** START Records to process **

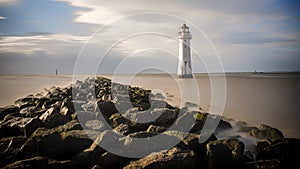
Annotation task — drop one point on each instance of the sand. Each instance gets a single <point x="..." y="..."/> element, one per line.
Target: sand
<point x="254" y="98"/>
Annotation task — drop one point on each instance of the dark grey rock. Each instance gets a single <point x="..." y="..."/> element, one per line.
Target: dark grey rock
<point x="8" y="110"/>
<point x="171" y="159"/>
<point x="225" y="153"/>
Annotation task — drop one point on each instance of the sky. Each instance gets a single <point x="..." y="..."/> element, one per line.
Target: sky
<point x="96" y="36"/>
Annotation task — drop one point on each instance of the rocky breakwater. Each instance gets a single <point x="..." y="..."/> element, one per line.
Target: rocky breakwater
<point x="66" y="128"/>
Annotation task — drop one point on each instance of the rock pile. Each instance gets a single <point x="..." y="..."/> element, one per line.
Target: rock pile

** END Records to process **

* [Request]: Rewrite the part of the items above that opens with the line containing "of the rocky" and closes with the last line of the items, changing "rocky breakwater" to "stone jetty" and leaving everything else as it is. Give only those lines.

* [Response below]:
Annotation task — drop one point on each instance of the stone jetty. Each instance gets a single <point x="..." y="..."/> element, one per line.
Target: stone jetty
<point x="66" y="128"/>
Annotation task — drop one point on each instance of the rock pile. Each instance gets a single <point x="..." y="..."/> element, one per line.
Target: rock pile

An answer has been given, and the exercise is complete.